Task goal
Continue the account of the family's son Finn and his heart disease, picking up after its last sentence.

**** Given text ****

My husband and I struggled with infertility for five years when we finally decided to try adoption. We were six months into the adoption process when we were shocked to discover that we were pregnant! Thinking this was our only chance at parenting, we threw ourselves into the role and were thrilled when our son Mason arrived in 2013.

Then, just five months after Mason was born, we were pregnant with another baby boy! We were so excited to grow our family and welcome another little one. But at our 19-week anatomy scan, it was discovered that our second son, Finn, had heart disease. The news devastated us.

We went to every hospital in our area searching for a solution. The outlook wasn't good. Each doctor gently told us that there was little likelihood that Finn would survive birth. But we refused to give up.

We finally found a hospital that would take care of us and our son, and on Jan. 2, 2015, Finley Noah Blumenthal was born. He was alive, but we had a long road to recovery ahead.

As a new mother, not only was I busy keeping my first son happy and occupied, but I was now also focused on learning as much as I could about Finn's condition so that I could help keep him alive. I asked our doctors millions of questions and conducted my own research for eight months in the hospital, as he endured 10 surgeries and one open heart surgery.

By August 2015, Finn was finally able to come home – something most of the doctors we met with didn't think would be possible. But Finn required more support than most newborns, including taking multiple medications every day, feedings through a G-tube attached to his stomach, and constant monitoring of his oxygen levels, heart rate and pulse.

Though this period was stressful, it was also a joyful time. Being home allowed him to make memories with his brother and our family; he was finally able to enjoy time outside and play with our dog, Summer. He quickly began to grow and reach milestones like sitting up on his own, and even taking his first steps.

But after we'd been home for about 11 months, my husband and I realized that something was off. Finn had been doing so well, but in the winter of 2016 his progress seemed to stall.

**** Provided data ****

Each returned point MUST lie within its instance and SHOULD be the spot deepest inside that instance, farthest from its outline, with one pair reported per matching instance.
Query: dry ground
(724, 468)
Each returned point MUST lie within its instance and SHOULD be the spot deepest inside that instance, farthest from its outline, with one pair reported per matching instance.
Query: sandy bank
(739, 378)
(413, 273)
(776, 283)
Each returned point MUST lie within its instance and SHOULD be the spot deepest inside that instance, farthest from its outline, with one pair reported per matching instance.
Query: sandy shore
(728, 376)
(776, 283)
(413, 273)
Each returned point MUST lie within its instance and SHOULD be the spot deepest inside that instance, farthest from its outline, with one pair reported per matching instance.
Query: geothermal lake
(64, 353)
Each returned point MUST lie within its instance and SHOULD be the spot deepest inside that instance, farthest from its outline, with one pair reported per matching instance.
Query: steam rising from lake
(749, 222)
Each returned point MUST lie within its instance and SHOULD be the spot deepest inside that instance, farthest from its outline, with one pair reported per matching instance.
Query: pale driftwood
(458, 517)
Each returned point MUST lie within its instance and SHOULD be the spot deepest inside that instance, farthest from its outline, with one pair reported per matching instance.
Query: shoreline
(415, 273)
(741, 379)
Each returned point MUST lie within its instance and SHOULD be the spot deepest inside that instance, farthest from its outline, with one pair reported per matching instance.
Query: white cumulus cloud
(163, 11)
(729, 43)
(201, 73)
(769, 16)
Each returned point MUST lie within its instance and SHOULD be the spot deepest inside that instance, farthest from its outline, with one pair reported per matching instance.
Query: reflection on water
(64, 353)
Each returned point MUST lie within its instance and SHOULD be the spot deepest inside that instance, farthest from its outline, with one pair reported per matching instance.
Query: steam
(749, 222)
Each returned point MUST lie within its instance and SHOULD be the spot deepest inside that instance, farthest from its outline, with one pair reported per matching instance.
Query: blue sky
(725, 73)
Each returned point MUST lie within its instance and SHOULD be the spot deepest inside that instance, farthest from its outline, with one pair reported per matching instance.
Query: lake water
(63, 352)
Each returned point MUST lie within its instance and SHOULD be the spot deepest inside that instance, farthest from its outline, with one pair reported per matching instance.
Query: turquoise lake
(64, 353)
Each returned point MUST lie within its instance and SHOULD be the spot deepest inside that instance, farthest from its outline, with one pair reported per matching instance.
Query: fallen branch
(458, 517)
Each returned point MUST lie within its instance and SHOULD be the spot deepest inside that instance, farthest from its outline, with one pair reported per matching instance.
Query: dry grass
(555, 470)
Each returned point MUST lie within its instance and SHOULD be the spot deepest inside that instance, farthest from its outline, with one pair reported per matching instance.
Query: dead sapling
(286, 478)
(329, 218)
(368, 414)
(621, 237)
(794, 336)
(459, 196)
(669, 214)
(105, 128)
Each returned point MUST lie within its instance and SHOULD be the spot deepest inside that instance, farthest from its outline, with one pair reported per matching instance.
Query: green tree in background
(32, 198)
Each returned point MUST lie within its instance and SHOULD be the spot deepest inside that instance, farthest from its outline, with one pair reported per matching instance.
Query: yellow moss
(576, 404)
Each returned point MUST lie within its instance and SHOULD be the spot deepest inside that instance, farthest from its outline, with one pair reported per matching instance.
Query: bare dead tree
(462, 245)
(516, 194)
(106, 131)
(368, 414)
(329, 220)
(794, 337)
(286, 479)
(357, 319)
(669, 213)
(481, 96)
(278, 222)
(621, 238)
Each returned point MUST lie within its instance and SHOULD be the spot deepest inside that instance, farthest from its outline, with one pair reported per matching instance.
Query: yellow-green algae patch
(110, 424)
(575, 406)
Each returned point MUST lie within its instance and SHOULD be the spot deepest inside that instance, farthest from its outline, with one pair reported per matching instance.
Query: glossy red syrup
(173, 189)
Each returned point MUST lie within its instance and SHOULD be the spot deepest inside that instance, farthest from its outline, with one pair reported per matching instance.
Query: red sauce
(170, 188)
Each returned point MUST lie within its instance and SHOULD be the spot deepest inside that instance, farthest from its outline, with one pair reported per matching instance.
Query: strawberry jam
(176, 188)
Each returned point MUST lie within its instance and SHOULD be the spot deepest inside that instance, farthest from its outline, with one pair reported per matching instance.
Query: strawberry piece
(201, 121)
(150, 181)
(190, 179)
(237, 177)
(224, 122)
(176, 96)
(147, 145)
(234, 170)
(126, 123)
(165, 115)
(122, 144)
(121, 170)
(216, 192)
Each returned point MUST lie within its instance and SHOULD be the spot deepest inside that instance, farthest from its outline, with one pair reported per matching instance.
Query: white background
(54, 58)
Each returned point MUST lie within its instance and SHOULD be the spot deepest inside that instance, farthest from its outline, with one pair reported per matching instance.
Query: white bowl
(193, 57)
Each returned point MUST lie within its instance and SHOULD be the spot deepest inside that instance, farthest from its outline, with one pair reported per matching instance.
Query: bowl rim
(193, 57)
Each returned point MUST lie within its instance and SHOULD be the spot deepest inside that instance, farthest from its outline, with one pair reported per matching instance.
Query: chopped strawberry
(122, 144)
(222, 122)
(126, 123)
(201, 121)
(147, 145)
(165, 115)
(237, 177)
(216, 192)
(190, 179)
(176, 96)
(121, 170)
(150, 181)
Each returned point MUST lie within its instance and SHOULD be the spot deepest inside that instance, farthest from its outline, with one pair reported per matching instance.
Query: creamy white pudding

****

Result below
My gut told me it was his heart, and shortly after his second birthday, another trip to the hospital confirmed what I had suspected. Finn's little heart was overworked, and it was time to plan his second open heart surgery.

Because he was such a complex case, we searched the entire country for a hospital that could give him the absolute best care for his needs. In the end, we chose the Children's Hospital of Philadelphia.

Finn's heart was in dire need of repair so that he could breathe easier and pump blood through his body properly. CHOP's cardiology team decided Finn needed a Fontan procedure before the impending cold and flu season, which didn't give us much time to hesitate.

On Sept. 14, we handed Finn off to his surgical team. His procedure was estimated to last between five and seven hours. There was nothing we could do but wait and reflect on Finn's life and everything that brought us to that point. My husband and I made peace with the fact that there was never going to be one right answer for Finn's future – we just had to try and make the best decisions we could along the way.

Just before the five-hour mark, the doctor came out and told us that the surgery was a success, and that Finn's heart was finally relaxing. We were incredibly relieved.

Finn's recovery has been successful and he finally has the energy he needs to be a normal three-year-old kid.

For other parents of children with congenital heart defects, know that you are not alone.

Don't be afraid to ask your doctor questions, and most importantly, never give up on your child's health. You're stronger than you think, even in your weakest of moments. Appreciate the little things and savor every moment, even during times of struggle. You'll look back later and be so proud of how far you've come.

Finn will need additional procedures throughout the rest of his life to maintain his heart health, but as new technologies are introduced, and cardiologists continue their life-saving research, Finn's chances at a better, longer life will increase.

This life-saving research is the reason we support the American Heart Association and its 2018 Philadelphia Heart Ball. Funds raised at the Heart Ball will directly support local hospitals to save lives like Finn's, and the more we support them now, the better chance Finn and other like him have of a healthier adulthood.

It's so wonderful to have our bright, energetic little boy back, and as his parents, we're committed to doing everything we can to make sure progress is made not just for him, but for victims of heart disease everywhere.

Kelly Blumenthal lives in Stafford, Va. with husband, Michael, and sons, Mason and Finn.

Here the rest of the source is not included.